▶ **Directions for this task**
State how many of the rows that follow contain the word "below", treating uppercase and lowercase as different, and give only the number.

▶ **Stored records**

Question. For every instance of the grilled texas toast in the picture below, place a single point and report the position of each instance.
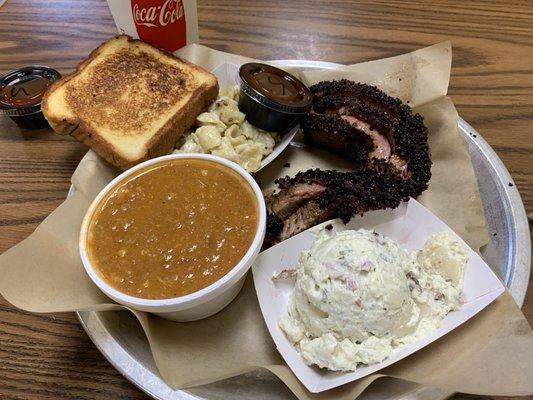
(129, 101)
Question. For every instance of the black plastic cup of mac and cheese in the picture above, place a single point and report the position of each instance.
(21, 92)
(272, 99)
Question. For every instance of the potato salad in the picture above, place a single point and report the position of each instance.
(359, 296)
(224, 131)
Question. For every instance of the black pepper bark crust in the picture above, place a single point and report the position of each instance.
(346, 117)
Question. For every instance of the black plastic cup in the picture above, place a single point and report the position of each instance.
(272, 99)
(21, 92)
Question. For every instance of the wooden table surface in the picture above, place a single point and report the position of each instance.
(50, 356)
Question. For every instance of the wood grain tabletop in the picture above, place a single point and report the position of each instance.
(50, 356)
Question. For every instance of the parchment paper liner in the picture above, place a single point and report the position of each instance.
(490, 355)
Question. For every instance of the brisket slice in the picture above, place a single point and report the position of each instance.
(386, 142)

==

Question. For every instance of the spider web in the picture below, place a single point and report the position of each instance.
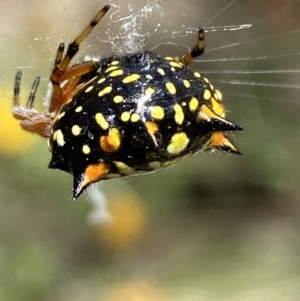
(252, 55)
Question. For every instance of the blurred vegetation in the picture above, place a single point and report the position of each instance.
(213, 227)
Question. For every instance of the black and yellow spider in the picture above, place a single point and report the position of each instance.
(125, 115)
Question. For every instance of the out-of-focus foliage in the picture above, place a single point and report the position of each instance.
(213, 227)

▶ **In response**
2